Task: Quote only the lines from the one containing "If you could tag each instance of the construction" through the final line, both included, and omit the pictures.

Input rows:
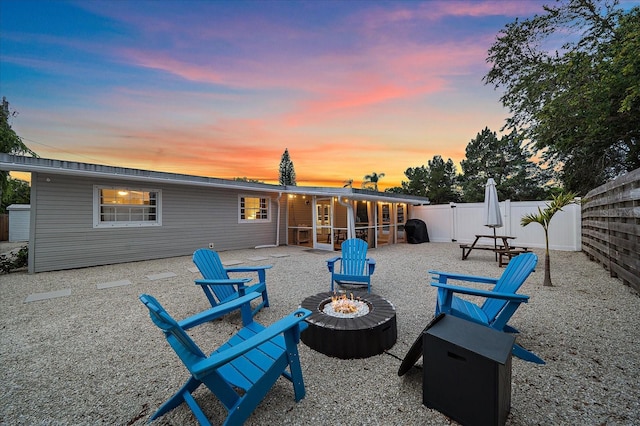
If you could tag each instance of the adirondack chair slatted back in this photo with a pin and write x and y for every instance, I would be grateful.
(179, 340)
(211, 268)
(241, 371)
(354, 254)
(514, 275)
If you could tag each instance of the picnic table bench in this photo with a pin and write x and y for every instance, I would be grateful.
(501, 247)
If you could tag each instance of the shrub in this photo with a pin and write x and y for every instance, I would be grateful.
(14, 260)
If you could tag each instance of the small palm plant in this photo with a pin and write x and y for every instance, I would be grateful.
(543, 217)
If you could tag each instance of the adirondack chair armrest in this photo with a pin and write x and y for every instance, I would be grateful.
(331, 263)
(520, 298)
(220, 310)
(217, 359)
(248, 268)
(442, 277)
(372, 265)
(230, 281)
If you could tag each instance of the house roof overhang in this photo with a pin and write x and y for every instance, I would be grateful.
(18, 163)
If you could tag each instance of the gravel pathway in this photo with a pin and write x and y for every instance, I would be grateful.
(92, 355)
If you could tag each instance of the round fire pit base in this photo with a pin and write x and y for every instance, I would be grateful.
(347, 338)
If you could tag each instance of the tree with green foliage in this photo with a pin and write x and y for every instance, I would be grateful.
(17, 191)
(577, 103)
(10, 143)
(507, 162)
(437, 181)
(287, 172)
(371, 181)
(246, 179)
(543, 217)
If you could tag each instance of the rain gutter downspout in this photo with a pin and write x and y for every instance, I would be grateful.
(351, 225)
(277, 227)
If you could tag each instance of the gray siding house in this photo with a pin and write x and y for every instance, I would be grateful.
(86, 214)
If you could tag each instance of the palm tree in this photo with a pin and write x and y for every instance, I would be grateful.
(372, 179)
(543, 217)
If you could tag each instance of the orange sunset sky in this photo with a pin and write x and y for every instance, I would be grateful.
(222, 88)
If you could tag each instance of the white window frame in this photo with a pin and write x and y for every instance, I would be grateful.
(97, 208)
(241, 200)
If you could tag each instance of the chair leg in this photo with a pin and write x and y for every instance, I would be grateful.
(178, 398)
(526, 355)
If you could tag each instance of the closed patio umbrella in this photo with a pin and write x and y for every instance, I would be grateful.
(493, 216)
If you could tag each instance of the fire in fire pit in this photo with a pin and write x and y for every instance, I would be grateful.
(349, 335)
(345, 307)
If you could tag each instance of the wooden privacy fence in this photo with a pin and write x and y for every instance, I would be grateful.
(611, 227)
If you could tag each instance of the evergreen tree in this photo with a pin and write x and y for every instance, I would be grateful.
(287, 174)
(10, 143)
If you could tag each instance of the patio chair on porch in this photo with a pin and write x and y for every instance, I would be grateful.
(355, 268)
(219, 287)
(239, 373)
(500, 303)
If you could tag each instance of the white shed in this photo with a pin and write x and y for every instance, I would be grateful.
(19, 219)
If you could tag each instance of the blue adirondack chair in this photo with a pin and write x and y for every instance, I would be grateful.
(355, 268)
(219, 287)
(500, 304)
(242, 371)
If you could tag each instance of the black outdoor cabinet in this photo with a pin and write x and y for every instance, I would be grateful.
(467, 371)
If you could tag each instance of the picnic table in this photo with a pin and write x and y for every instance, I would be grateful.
(500, 247)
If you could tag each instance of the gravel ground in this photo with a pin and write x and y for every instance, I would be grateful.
(94, 357)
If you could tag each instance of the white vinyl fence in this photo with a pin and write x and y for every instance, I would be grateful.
(461, 222)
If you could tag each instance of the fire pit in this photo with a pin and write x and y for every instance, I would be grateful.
(364, 326)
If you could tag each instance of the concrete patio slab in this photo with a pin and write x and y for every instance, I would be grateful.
(161, 276)
(111, 284)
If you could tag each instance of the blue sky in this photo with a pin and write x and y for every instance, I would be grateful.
(220, 88)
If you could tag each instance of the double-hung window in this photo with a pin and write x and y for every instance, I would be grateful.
(253, 209)
(124, 207)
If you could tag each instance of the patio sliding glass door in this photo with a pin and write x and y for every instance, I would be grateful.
(324, 223)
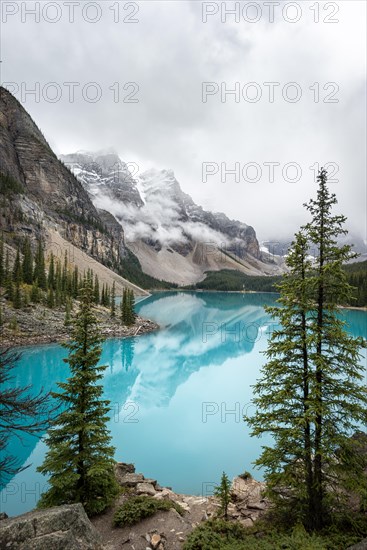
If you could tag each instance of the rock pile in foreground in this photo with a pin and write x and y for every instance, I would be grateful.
(68, 527)
(59, 528)
(168, 530)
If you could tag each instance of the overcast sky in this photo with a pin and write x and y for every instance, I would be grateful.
(171, 49)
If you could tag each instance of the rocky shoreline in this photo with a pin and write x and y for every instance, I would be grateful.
(39, 325)
(68, 526)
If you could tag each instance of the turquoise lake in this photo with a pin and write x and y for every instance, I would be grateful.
(177, 395)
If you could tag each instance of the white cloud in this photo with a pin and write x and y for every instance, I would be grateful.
(169, 53)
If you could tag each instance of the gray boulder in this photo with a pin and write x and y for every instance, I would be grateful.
(59, 528)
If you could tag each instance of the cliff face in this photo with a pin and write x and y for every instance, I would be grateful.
(51, 195)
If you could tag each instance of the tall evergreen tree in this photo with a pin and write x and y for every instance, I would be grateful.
(2, 259)
(39, 268)
(80, 458)
(113, 300)
(51, 298)
(51, 280)
(17, 269)
(17, 297)
(27, 265)
(310, 397)
(96, 290)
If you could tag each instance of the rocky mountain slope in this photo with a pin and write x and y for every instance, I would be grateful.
(41, 198)
(174, 238)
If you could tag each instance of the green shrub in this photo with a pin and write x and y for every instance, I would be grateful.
(137, 508)
(226, 535)
(246, 475)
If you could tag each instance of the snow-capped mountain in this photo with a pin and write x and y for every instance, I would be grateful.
(174, 238)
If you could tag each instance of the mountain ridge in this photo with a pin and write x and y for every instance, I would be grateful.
(163, 225)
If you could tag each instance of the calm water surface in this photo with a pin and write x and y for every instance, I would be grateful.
(177, 395)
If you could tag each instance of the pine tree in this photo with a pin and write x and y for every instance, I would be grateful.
(39, 268)
(67, 319)
(127, 307)
(64, 276)
(17, 269)
(310, 396)
(27, 265)
(123, 307)
(80, 458)
(51, 281)
(17, 297)
(35, 293)
(131, 306)
(75, 283)
(2, 268)
(113, 300)
(335, 353)
(51, 298)
(223, 492)
(96, 290)
(8, 279)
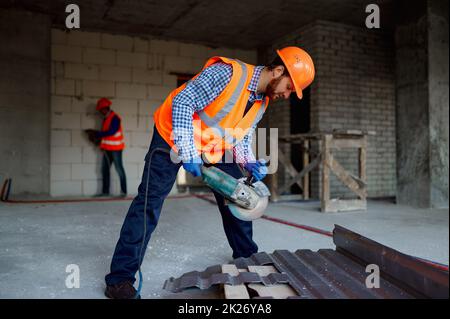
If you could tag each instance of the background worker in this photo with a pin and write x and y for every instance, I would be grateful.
(112, 143)
(226, 94)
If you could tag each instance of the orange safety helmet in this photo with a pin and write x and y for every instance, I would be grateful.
(102, 103)
(300, 67)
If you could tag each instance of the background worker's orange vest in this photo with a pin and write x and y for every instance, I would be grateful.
(222, 124)
(114, 142)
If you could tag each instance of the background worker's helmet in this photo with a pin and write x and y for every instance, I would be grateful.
(102, 103)
(300, 67)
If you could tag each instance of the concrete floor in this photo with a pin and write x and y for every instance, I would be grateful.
(38, 241)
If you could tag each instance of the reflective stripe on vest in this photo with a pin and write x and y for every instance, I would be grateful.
(224, 122)
(212, 122)
(114, 142)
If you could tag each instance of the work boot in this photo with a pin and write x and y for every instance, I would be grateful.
(122, 290)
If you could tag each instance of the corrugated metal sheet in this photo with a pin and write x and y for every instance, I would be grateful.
(336, 274)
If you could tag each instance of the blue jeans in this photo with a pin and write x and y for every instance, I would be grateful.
(126, 259)
(115, 157)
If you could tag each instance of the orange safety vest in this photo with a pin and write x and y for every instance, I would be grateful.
(114, 142)
(221, 124)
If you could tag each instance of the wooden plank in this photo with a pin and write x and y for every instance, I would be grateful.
(280, 291)
(353, 132)
(290, 197)
(342, 205)
(362, 160)
(325, 194)
(345, 177)
(347, 143)
(305, 163)
(289, 167)
(234, 292)
(297, 178)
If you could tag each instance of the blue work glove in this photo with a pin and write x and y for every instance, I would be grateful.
(193, 166)
(258, 169)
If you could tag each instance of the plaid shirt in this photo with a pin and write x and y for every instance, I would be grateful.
(198, 94)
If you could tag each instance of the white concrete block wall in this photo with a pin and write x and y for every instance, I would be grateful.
(136, 74)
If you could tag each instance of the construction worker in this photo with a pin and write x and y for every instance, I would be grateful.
(226, 94)
(112, 144)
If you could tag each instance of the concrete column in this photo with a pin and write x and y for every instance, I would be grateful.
(25, 100)
(422, 73)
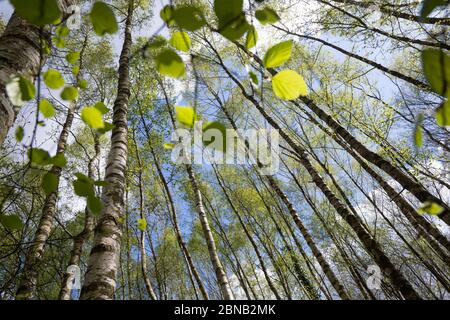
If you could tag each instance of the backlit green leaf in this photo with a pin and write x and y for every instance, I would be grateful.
(278, 54)
(267, 16)
(142, 224)
(49, 183)
(180, 41)
(100, 106)
(69, 94)
(289, 85)
(94, 205)
(38, 12)
(19, 134)
(252, 37)
(73, 57)
(53, 79)
(92, 117)
(443, 114)
(186, 116)
(418, 131)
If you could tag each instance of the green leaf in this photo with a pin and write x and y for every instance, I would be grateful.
(232, 21)
(443, 114)
(186, 116)
(27, 89)
(103, 19)
(418, 131)
(436, 67)
(59, 42)
(94, 205)
(278, 54)
(20, 90)
(46, 108)
(75, 70)
(73, 57)
(169, 63)
(100, 183)
(166, 14)
(142, 224)
(38, 156)
(69, 94)
(62, 31)
(289, 85)
(253, 77)
(108, 127)
(180, 41)
(38, 12)
(429, 5)
(430, 208)
(82, 84)
(58, 160)
(100, 106)
(19, 134)
(92, 117)
(49, 183)
(267, 16)
(53, 79)
(215, 125)
(252, 37)
(11, 222)
(189, 18)
(168, 146)
(84, 178)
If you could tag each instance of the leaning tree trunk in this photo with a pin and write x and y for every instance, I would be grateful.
(371, 245)
(190, 263)
(144, 269)
(210, 242)
(100, 277)
(27, 286)
(80, 239)
(21, 55)
(305, 233)
(404, 180)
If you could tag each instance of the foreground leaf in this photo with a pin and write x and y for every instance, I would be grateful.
(278, 54)
(49, 183)
(267, 16)
(289, 85)
(186, 116)
(53, 79)
(38, 12)
(92, 117)
(180, 41)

Output:
If you could tag each instance of the construction worker in this photo with a pin and write x and y for every instance, I would be grateful.
(226, 94)
(112, 144)
If you could tag each instance of the concrete column in this photo with a pin and write x and y for every instance, I would be grateful.
(25, 100)
(422, 73)
If you could tag each instance of the backlit green leaf in this photo with a pin and write x and y for every instance, I would be grateful.
(278, 54)
(267, 16)
(142, 224)
(49, 183)
(180, 41)
(100, 106)
(69, 94)
(289, 85)
(94, 205)
(38, 12)
(19, 134)
(252, 37)
(73, 57)
(53, 79)
(92, 117)
(443, 114)
(186, 116)
(418, 131)
If you could tag each instance of the green leaf in this photo with a pin and write x and y for every instance, I would be grateful.
(232, 21)
(443, 114)
(186, 116)
(27, 89)
(103, 19)
(418, 131)
(436, 67)
(59, 42)
(94, 205)
(278, 54)
(20, 90)
(46, 108)
(75, 70)
(73, 57)
(169, 63)
(100, 183)
(166, 14)
(142, 224)
(38, 156)
(69, 94)
(62, 31)
(289, 85)
(253, 77)
(108, 127)
(180, 41)
(38, 12)
(429, 5)
(430, 208)
(82, 84)
(58, 160)
(100, 106)
(19, 134)
(92, 117)
(49, 183)
(267, 16)
(53, 79)
(215, 125)
(252, 37)
(11, 222)
(189, 18)
(168, 146)
(84, 178)
If you could tag each instance of the leaning tree trunk in this photo with a pin and write x and y for every instance, I would be grateful.
(371, 245)
(190, 263)
(144, 269)
(210, 242)
(100, 277)
(27, 286)
(80, 239)
(21, 55)
(305, 233)
(404, 180)
If you could tag each instance of the foreground leaf in this photo with a pin and write x and y for every instance, I would be grateful.
(278, 54)
(49, 183)
(267, 16)
(289, 85)
(186, 116)
(53, 79)
(38, 12)
(92, 117)
(180, 41)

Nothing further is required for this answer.